**PASSAGE FOR REVIEW:**

━━━━━━━━━━

Treatments ‘boost life expectancy’ of end-stage bowel cancer patients
SCIENTISTS and clinicians at Cardiff University have found new treatments which could double life expectancy for patients with end-stage bowel cancer.
The early phase study is believed to be among the first immunotherapy trials in bowel cancer to show a significant improvement in survival outcomes for patients with advanced disease.
Clinicians claim immunotherapy is fast becoming the most promising treatment for cancer, with skin cancers such as melanoma demonstrating great successes by using drugs that activate the immune system to kill cancer cells.
However, up until now, very few patients with bowel cancer have benefited from this type of treatment.
The TaCTiCC (TroVax and Cyclophosphamide Treatment in Colorectal Cancer) trial, supported by Cancer Research Wales, was built upon earlier work funded by the charity.
Previously, Cardiff-based scientists working in the area of immunology, discovered how bowel cancers can disguise themselves in the body by manipulating the normal function and balance of the immune system.
The changes prompted by the tumours lead to an inappropriate rise in the number of cells suppressing the immune system in the blood of patients.

━━━━━━━━━━

**MATERIAL SHOWN:**
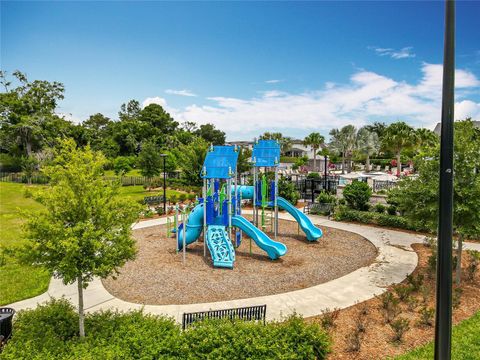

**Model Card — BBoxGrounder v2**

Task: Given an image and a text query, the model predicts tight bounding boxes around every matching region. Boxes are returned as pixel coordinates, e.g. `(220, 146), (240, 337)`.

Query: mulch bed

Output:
(308, 244), (480, 360)
(103, 220), (377, 305)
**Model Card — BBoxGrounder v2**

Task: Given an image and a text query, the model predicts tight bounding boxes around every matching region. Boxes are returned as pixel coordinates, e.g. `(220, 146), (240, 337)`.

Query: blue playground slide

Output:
(232, 215), (287, 260)
(232, 185), (323, 241)
(207, 225), (235, 269)
(277, 196), (323, 241)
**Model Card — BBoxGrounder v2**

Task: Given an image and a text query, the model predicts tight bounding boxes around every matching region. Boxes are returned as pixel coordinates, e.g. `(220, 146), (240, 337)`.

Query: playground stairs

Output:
(207, 225), (235, 268)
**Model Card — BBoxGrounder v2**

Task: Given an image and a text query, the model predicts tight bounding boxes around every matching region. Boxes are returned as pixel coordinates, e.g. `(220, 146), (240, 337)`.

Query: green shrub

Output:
(343, 181), (372, 210)
(317, 190), (337, 205)
(2, 300), (330, 360)
(374, 203), (386, 214)
(113, 156), (135, 175)
(278, 176), (300, 205)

━━━━━━━━━━

**COMPLETE THE FOLLOWING:**
1) Reproduce the bowel cancer article from "However, up until" to "the immune system.", swapping "Cancer Research Wales" for "a Welsh cancer charity".
2) Extend the bowel cancer article, starting right after its final sentence.

**TASK-BY-TASK ANSWERS:**
1)
However, up until now, very few patients with bowel cancer have benefited from this type of treatment.
The TaCTiCC (TroVax and Cyclophosphamide Treatment in Colorectal Cancer) trial, supported by a Welsh cancer charity, was built upon earlier work funded by the charity.
Previously, Cardiff-based scientists working in the area of immunology, discovered how bowel cancers can disguise themselves in the body by manipulating the normal function and balance of the immune system.

2)
In healthy people, such mechanisms serve to switch off immune responses after the job of fighting infection is complete, and help protect against the development of allergies and autoimmune diseases.
But the Cardiff team discovered how cancers are able to hijack this normal process in order to survive.
This prevents other types of beneficial immune cells from attacking cancers, allowing the tumour to grow and spread, unchallenged by the body’s natural defences.
Armed with this knowledge, the team set to reverse this process and boost the anti-cancer fighting properties of the immune system, using a cancer vaccine called TroVax, to train the immune system to better recognise tumours while simultaneously removing the problematic immune suppressor cells.
The latter was achieved using very low doses of a chemotherapy agent called cyclophosphamide, which in small amounts is deleterious to immune suppressor cells but has no effect on the beneficial and protective immune cells that attack cancer.
In total 55 patients with bowel cancer that had typically spread to the liver and lungs were recruited to the trial at Velindre Cancer Centre.
They were treated with either a cancer vaccine, and/or low dose chemotherapy to induce an enhanced anti-cancer immune response.
Patients whose immune system could be boosted lived on average for 20 months, compared to 10 months in those who failed to respond to the new treatments. Remarkably, patients who mounted the biggest immune responses demonstrated the greatest increase in survival, with good quality of life and few side-effects reported.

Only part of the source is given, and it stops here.